### Task
Gather every line in the records below that contains the word "shorts", and copy each of those lines in full.

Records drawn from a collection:
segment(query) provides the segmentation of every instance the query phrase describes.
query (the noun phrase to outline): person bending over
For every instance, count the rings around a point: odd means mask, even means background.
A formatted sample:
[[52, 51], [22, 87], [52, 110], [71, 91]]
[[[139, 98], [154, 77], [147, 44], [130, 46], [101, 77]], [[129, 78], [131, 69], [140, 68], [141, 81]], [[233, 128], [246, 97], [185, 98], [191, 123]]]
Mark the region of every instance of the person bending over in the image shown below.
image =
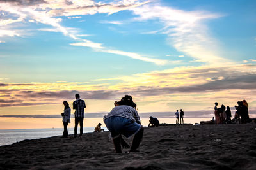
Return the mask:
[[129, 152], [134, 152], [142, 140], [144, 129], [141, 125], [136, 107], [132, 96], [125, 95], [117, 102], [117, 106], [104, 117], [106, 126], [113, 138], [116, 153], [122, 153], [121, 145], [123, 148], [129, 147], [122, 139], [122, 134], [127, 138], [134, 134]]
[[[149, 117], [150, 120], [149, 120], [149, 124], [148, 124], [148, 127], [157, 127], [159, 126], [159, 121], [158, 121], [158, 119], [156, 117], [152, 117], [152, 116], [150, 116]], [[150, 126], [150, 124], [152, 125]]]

--

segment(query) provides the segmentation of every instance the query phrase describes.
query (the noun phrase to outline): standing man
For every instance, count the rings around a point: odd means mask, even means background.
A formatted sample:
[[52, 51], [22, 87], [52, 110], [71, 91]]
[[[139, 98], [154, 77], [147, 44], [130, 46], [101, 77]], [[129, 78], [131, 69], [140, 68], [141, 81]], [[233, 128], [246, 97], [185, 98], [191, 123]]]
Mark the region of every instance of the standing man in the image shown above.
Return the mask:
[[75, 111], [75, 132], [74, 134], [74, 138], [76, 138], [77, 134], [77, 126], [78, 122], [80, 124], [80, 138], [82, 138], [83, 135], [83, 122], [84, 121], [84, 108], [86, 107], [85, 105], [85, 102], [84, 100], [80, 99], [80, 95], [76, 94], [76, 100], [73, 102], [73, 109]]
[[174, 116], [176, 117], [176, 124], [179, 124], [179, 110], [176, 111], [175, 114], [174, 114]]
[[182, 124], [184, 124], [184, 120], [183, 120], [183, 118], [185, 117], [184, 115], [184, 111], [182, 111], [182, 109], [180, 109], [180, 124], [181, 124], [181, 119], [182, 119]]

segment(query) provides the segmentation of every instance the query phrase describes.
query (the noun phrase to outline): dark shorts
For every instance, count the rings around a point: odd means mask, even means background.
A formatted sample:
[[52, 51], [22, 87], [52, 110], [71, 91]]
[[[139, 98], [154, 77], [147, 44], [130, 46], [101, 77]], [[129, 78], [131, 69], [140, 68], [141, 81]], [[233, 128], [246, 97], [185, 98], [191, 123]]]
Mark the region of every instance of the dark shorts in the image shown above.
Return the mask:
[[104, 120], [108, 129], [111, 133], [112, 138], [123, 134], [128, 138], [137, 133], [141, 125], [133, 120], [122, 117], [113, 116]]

### Task answer
query (the noun phrase to outline): dark shorts
Mark the region of every instance of the dark shorts in the image shown above.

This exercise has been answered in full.